Pick up the text on saving money at conventions after its final sentence and continue writing it.

- Page text -
□ □ □ □ □

We were fortunate to receive food from a friend to cover the cost of five meals. Imagine my delight when I saw a small roasting pan in the fridge filled with beans, rice, and chicken. Yesterday, TUM and I ate from that tin for five meals. It was absolutely awesome. Do not underestimate the power of friends when it comes to your food budget.

Now, it’s back to basics.

How to Save Money at Conventions

I am one of the couple hundred for whom the new year doesn’t start until I sing Auld Lang Syne at GaFilk. GaFilk is a convention for incredibly talented singers and entertainers (some of them professional) who also happen to be in the science fiction and fantasy community. Think about every time that you’ve made up new words to songs, that’s filking.

There’s a good definition of what filk is over here for those who are curious. That article explains it much more thoroughly than I can.

□ □ □ □ □

- Information -

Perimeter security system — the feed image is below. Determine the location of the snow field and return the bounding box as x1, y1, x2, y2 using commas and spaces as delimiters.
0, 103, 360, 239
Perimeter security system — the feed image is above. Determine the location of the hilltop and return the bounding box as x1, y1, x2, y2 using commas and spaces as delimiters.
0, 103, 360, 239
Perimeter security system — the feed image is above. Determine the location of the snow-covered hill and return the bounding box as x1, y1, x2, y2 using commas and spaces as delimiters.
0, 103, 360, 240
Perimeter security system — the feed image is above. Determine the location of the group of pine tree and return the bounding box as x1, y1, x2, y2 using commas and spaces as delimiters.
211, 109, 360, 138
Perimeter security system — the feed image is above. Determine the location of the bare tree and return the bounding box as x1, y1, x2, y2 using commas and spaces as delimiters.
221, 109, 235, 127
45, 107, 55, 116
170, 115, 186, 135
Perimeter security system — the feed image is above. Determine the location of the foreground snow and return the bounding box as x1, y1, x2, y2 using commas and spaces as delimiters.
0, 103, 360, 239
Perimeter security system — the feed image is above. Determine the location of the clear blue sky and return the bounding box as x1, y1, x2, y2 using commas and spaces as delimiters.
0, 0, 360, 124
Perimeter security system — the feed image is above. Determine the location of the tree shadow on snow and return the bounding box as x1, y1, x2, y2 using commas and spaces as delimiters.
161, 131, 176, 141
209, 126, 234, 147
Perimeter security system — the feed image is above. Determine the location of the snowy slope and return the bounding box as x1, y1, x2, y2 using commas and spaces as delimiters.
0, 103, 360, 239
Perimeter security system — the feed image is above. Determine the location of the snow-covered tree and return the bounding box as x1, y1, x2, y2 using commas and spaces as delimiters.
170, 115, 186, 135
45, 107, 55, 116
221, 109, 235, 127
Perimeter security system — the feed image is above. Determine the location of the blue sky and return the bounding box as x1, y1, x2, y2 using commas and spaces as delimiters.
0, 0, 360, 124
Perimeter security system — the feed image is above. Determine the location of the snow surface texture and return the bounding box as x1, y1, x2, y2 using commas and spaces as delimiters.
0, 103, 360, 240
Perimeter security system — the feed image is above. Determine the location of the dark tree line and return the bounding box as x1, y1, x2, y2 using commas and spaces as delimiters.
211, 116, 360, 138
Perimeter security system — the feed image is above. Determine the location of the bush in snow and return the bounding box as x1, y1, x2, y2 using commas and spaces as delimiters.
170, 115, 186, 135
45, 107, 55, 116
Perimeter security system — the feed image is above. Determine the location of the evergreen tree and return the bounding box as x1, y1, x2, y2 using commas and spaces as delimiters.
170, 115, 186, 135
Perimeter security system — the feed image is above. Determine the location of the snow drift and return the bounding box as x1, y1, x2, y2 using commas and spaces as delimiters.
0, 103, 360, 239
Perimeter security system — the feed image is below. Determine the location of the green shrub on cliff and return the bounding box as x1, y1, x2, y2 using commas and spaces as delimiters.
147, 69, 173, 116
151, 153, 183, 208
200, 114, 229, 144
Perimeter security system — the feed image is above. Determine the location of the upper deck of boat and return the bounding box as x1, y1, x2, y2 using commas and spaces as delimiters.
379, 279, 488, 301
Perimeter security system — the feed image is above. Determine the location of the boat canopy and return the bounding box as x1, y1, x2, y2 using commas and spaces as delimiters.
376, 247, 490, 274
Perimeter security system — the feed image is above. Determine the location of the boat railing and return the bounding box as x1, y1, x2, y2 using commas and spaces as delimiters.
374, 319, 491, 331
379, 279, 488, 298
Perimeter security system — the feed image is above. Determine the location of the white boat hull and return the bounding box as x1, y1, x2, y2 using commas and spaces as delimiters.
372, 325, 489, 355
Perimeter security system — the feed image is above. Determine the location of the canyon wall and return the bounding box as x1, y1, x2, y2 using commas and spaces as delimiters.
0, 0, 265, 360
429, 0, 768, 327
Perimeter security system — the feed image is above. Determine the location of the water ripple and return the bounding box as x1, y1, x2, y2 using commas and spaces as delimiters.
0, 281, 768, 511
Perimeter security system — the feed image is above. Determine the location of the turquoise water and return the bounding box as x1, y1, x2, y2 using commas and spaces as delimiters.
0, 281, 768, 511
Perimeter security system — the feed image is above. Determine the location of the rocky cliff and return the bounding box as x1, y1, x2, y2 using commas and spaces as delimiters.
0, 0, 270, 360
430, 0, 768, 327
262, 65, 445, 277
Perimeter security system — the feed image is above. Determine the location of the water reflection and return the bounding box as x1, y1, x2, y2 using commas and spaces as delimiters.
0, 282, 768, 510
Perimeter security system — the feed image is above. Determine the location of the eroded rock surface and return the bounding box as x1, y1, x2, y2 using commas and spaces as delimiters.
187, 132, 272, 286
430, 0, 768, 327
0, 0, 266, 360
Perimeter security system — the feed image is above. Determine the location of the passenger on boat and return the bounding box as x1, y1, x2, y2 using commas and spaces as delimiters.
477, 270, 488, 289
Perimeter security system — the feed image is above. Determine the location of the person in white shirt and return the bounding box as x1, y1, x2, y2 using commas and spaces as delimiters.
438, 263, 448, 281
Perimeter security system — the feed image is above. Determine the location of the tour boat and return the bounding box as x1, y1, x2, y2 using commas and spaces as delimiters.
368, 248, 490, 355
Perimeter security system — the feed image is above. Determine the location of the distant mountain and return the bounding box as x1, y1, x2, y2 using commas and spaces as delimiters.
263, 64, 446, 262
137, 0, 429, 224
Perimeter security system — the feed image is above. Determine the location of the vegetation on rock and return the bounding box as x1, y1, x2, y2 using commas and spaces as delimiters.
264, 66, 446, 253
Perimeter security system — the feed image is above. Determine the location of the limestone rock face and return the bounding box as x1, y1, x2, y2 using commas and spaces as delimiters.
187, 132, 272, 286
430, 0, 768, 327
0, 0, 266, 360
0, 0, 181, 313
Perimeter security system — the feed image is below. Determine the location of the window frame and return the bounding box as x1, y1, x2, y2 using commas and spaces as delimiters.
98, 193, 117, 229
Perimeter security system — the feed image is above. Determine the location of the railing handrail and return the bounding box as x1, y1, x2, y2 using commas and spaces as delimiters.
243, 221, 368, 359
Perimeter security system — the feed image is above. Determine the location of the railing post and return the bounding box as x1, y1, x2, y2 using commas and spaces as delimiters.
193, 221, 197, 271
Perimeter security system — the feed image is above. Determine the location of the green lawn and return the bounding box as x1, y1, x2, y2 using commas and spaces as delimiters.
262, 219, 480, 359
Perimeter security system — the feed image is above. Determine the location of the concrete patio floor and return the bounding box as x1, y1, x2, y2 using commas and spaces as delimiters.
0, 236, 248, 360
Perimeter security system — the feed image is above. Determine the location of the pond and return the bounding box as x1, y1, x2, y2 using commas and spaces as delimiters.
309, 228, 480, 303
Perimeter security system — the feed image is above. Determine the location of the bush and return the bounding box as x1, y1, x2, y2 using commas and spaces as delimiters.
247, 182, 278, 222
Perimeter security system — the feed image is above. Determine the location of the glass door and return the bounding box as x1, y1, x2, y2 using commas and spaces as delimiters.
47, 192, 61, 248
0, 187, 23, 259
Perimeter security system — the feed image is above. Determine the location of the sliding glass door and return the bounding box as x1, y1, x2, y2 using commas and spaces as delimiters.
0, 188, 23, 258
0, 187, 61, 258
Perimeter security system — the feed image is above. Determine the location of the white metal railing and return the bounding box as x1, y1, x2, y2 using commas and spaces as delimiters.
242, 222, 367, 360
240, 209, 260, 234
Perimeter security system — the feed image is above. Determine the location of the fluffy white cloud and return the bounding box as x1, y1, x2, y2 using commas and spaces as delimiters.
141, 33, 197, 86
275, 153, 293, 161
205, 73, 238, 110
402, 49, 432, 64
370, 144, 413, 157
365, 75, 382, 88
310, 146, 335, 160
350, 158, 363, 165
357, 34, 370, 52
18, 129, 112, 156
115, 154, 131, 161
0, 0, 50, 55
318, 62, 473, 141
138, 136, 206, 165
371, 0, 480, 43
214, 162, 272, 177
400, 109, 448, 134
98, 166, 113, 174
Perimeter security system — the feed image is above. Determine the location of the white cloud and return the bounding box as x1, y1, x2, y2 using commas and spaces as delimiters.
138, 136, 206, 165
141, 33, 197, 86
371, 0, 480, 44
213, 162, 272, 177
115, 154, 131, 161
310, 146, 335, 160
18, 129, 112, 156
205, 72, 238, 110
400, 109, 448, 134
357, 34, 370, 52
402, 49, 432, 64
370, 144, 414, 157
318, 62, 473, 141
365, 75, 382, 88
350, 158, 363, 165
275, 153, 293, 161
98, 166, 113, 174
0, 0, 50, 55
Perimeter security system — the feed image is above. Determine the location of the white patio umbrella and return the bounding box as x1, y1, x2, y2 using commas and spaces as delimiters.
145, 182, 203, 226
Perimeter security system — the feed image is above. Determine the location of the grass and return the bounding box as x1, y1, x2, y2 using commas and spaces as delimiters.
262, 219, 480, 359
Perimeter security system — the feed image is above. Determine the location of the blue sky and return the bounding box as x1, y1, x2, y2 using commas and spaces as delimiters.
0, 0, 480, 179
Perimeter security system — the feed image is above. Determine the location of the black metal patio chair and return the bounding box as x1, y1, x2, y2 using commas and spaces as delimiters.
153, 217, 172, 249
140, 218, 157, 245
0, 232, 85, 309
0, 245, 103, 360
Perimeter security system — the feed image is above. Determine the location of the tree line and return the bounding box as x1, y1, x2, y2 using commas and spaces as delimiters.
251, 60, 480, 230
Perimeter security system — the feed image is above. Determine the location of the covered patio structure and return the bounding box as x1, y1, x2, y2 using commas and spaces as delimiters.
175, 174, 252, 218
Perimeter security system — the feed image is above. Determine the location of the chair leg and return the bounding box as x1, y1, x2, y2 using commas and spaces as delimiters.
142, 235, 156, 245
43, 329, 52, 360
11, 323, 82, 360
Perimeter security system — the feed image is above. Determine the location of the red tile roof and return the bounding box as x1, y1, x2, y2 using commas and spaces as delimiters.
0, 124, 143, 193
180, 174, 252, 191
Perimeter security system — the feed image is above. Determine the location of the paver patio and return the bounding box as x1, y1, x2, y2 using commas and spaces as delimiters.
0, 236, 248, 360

□ □ □ □ □

- Written response -
The convention itself is held the first weekend after the new year, and has been a long standing tradition. If you’ve never been to a con before, think about going to one, whether it be a financial bloggers convention or a science fiction convention or a furry covention or … well, just go to one. It’s an experience that should be had at least once during your life, no matter how staid and normaly that you believe you are. Go with an open mind, and you will be rewarded.

All told, between the room, food, gas, membership, and swag, we’re (me, my mother, and TUM) going to spend between $600-$700 for the entire adventure. It’s WELL worth it. As a financial blogger, I would be remiss if I didn’t offer up some tips about how to be frugal and still have fun.

1. Save up during the year
Calculate how much you want to spend for the convention. Depending on travel costs, a convention can easily top the $1000 mark for a single three day event. I can tell you from experience that it’s still well worth it. The earlier that you decide to go to a convention, the better, because you can save up your cash during the course of the year.

2. Make a grocery run or bring your own food
Most conventions have a con(vention) suite where, for the price of membership, you can get munchies and sodas which will carry you through the course of the convention. The stock of the con suites vary from con to con, some having ‘real food’ and others having slim pickins. If you buy a loaf of bread and get some PB&J, you should be set for food.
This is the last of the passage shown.